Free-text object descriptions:
※

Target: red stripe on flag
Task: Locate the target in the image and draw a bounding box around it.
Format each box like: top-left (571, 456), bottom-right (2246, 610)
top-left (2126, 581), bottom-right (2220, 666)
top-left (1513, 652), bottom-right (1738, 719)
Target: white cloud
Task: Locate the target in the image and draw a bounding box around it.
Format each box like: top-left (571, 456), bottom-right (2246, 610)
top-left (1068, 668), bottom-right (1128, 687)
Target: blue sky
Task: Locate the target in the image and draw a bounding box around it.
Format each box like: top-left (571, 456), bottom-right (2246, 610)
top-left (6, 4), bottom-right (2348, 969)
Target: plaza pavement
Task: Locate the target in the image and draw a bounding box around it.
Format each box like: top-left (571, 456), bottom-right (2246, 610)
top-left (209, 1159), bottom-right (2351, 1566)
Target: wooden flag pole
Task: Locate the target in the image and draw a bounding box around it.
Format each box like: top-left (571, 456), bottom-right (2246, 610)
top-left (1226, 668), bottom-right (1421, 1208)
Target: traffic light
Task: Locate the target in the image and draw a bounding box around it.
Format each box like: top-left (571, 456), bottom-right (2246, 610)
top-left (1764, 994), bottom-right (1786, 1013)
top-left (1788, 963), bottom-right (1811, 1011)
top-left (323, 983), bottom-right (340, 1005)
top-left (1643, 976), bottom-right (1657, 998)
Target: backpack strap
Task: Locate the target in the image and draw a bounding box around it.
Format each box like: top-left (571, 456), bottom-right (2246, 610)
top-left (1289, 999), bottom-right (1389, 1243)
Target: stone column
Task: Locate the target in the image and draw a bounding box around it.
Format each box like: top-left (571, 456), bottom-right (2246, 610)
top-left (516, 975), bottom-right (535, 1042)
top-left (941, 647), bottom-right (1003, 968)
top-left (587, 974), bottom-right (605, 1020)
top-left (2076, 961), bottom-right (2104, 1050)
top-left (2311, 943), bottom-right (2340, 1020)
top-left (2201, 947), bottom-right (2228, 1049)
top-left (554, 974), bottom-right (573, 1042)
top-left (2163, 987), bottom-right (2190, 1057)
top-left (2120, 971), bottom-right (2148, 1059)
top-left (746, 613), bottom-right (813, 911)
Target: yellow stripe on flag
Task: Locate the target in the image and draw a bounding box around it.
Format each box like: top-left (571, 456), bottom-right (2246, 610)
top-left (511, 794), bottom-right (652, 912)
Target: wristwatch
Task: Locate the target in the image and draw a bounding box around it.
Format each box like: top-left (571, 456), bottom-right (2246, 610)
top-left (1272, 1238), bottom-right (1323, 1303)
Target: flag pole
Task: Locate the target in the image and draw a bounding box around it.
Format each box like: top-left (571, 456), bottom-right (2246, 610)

※

### PROBLEM DETAILS
Your answer should be every line above that contains the word "flag".

### RESPONSE TO THIS TASK
Target: red stripe on flag
Target: wooden flag pole
Target: yellow stripe on flag
Target: flag pole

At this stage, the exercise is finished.